— EXTRAIT DU TEXTE —
☆ ☆ ☆ ☆

Ce paradigme a été mobilisé lors de travaux sur la recherche scientifique (Callon & Latour, 1991) ou dans le champ de la sociologie de l’innovation (Goulet & Vinck, 2012 ; Boutroy & al, 2014).

Les processus conflictuels

La question de l’escalade olympique est une question qui suscite de nombreux débats. Les opposants à l’intégration de l’escalade aux JO – pour une diversité de raisons – affrontent ainsi ceux qui rêvent de voir l’escalade au programme de cette grande messe sportive. On parle alors de controverse lorsqu’un conflit est caractérisé par une homogénéité des acteurs et du registre argumentatif du débat (Chateauraynaud & Torny, 1999), ou de polémique si ces éléments sont hétérogènes.
Lemieux (2007) propose une approche pragmatique de la controverse. L’auteur propose une analyse pragmatique pertinente pour leur étude. Il postule ainsi que ce sont des actions collectives qui mènent à la transformation du monde social, en remettant en cause les rapports de force, les normes ou les croyances, et ont donc une véritable dimension instituante. L’idée est donc d’étudier non pas ce qui est révélé par ces controverses, mais ce qui est engendré en termes de transformation du monde social.

☆ ☆ ☆ ☆

— JEU DE DONNÉES —
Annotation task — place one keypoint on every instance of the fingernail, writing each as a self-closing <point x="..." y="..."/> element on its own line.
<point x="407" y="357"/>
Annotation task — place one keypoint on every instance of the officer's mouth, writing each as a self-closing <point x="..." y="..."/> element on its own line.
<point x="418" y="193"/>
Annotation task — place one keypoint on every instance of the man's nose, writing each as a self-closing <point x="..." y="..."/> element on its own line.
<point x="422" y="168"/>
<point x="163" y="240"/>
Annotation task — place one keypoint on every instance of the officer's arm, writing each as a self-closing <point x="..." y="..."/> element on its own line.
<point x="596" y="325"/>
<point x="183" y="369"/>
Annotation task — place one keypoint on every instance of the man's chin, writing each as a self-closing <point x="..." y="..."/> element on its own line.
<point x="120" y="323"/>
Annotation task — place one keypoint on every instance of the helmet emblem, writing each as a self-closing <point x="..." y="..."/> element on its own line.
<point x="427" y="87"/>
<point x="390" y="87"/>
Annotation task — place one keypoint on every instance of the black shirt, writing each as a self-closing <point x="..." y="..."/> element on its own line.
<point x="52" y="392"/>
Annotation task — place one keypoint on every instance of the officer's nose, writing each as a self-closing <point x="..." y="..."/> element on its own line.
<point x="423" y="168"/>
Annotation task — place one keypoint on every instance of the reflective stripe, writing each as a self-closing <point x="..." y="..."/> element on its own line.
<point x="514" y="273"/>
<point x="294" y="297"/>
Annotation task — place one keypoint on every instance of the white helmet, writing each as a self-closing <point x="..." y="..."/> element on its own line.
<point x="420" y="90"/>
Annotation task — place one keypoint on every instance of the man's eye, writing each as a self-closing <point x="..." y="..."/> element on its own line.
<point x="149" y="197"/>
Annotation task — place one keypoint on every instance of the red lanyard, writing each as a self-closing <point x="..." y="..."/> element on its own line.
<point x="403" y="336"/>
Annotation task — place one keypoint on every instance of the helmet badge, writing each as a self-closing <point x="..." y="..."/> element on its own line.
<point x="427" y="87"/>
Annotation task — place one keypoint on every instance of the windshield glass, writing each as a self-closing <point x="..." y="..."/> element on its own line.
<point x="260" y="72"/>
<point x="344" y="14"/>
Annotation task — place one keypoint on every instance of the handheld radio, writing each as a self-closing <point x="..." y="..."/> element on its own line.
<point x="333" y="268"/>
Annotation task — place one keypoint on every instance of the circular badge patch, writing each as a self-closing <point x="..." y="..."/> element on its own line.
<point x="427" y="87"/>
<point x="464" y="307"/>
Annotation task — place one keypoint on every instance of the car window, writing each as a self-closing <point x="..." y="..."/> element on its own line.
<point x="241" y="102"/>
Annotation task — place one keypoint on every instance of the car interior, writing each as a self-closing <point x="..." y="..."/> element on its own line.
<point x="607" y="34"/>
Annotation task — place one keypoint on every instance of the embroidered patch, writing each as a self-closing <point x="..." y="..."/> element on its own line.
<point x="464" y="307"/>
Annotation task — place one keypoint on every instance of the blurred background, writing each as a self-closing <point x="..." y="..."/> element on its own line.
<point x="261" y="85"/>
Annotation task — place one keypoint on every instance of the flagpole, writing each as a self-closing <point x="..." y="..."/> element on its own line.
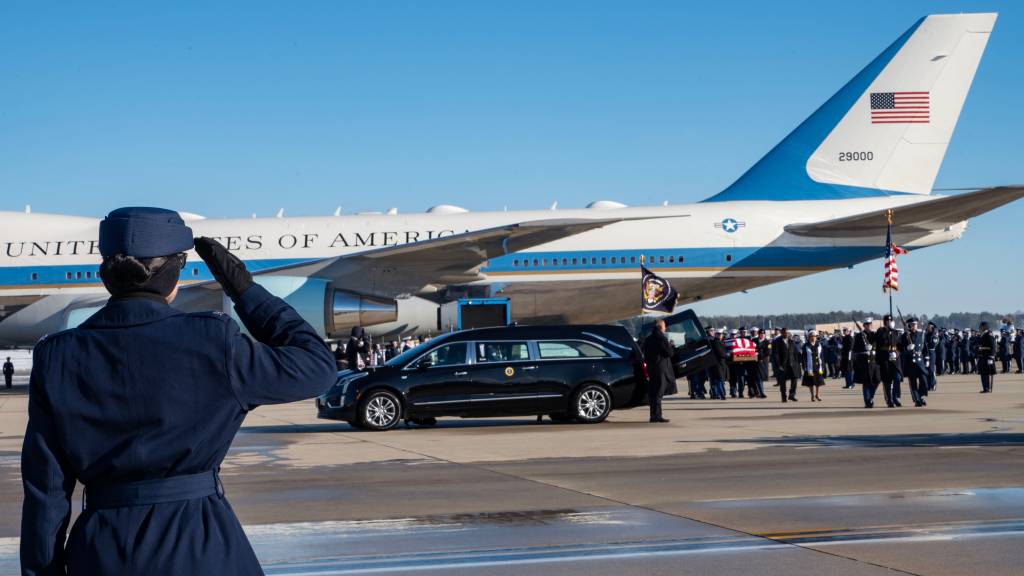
<point x="889" y="236"/>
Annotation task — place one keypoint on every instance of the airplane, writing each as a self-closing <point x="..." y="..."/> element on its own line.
<point x="816" y="201"/>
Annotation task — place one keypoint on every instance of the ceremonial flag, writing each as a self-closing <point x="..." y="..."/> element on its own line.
<point x="658" y="295"/>
<point x="891" y="279"/>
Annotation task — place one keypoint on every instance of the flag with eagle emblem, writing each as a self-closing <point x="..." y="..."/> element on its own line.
<point x="658" y="295"/>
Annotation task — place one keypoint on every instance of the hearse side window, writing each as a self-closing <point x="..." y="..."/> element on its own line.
<point x="502" y="352"/>
<point x="449" y="355"/>
<point x="572" y="348"/>
<point x="682" y="331"/>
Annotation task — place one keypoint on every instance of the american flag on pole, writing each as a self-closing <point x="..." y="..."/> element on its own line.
<point x="900" y="108"/>
<point x="891" y="280"/>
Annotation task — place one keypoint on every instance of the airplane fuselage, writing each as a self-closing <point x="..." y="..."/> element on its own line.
<point x="706" y="249"/>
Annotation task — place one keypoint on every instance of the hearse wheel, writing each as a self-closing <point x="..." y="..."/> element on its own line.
<point x="381" y="410"/>
<point x="591" y="404"/>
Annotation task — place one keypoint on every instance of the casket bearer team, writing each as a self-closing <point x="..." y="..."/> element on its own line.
<point x="140" y="404"/>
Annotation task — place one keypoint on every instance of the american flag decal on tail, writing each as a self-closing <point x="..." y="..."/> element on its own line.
<point x="900" y="108"/>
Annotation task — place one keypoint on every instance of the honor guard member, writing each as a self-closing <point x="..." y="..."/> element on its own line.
<point x="865" y="366"/>
<point x="986" y="359"/>
<point x="786" y="354"/>
<point x="8" y="372"/>
<point x="940" y="353"/>
<point x="913" y="357"/>
<point x="1005" y="351"/>
<point x="932" y="350"/>
<point x="1019" y="351"/>
<point x="762" y="365"/>
<point x="140" y="404"/>
<point x="657" y="354"/>
<point x="718" y="371"/>
<point x="887" y="355"/>
<point x="846" y="358"/>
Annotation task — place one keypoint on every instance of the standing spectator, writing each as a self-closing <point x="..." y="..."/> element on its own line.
<point x="8" y="372"/>
<point x="787" y="359"/>
<point x="985" y="352"/>
<point x="846" y="358"/>
<point x="657" y="354"/>
<point x="813" y="364"/>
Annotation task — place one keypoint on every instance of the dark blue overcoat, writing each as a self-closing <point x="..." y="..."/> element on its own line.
<point x="142" y="392"/>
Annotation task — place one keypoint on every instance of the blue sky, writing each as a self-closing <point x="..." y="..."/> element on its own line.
<point x="238" y="108"/>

☆ ☆ ☆ ☆

— CONSIGNE —
Pouvez-vous reprendre le passage du texte sur l’escalade olympique commençant à « Ce paradigme a » et se terminant à « éléments sont hétérogènes. », en changeant « JO » en « Jeux olympiques » ? La liste n’a aucun rôle à jouer ici.

— RÉSULTAT OBTENU —
Ce paradigme a été mobilisé lors de travaux sur la recherche scientifique (Callon & Latour, 1991) ou dans le champ de la sociologie de l’innovation (Goulet & Vinck, 2012 ; Boutroy & al, 2014).

Les processus conflictuels

La question de l’escalade olympique est une question qui suscite de nombreux débats. Les opposants à l’intégration de l’escalade aux Jeux olympiques – pour une diversité de raisons – affrontent ainsi ceux qui rêvent de voir l’escalade au programme de cette grande messe sportive. On parle alors de controverse lorsqu’un conflit est caractérisé par une homogénéité des acteurs et du registre argumentatif du débat (Chateauraynaud & Torny, 1999), ou de polémique si ces éléments sont hétérogènes.